_Given records_
━━━━━━━━━━━━━━━━━━━━━━━━━━━━━━
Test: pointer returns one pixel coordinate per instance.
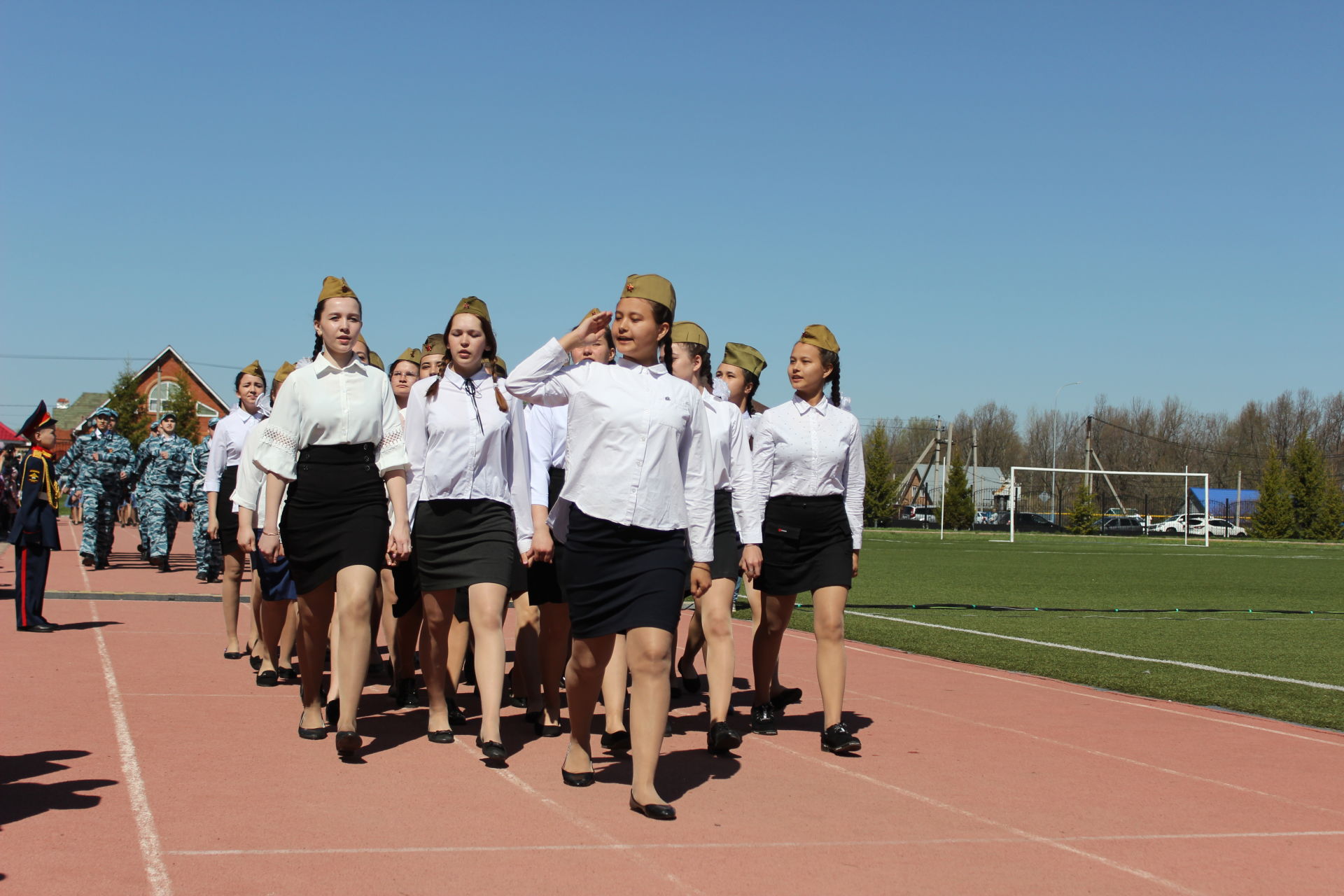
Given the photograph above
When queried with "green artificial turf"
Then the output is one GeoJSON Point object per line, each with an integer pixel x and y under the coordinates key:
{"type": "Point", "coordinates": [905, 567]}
━━━━━━━━━━━━━━━━━━━━━━━━━━━━━━
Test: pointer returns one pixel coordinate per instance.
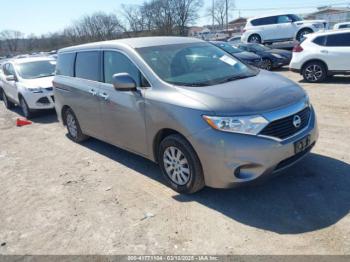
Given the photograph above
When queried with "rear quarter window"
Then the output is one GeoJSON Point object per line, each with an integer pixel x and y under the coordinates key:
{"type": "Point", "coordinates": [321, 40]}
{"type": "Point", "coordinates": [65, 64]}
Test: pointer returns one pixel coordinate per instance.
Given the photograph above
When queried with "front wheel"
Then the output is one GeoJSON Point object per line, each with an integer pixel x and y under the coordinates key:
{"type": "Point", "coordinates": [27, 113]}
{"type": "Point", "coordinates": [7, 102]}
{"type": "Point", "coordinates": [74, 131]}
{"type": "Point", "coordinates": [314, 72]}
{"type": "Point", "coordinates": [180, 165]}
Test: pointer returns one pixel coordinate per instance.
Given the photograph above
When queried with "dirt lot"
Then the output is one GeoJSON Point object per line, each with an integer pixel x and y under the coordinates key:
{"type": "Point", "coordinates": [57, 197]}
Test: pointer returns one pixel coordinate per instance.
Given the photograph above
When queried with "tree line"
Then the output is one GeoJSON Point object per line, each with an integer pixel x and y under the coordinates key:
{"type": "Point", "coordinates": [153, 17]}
━━━━━━━━━━━━━━━━━━━━━━━━━━━━━━
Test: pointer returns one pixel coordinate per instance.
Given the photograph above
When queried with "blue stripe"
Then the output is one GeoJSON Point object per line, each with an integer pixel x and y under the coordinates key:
━━━━━━━━━━━━━━━━━━━━━━━━━━━━━━
_About this exercise_
The expected result is every line from the material above that includes "queried".

_Your solution_
When queried with "green artificial turf"
When queried with "rear quarter window"
When queried with "front wheel"
When queried with "dirt lot"
When queried with "tree line"
When queried with "blue stripe"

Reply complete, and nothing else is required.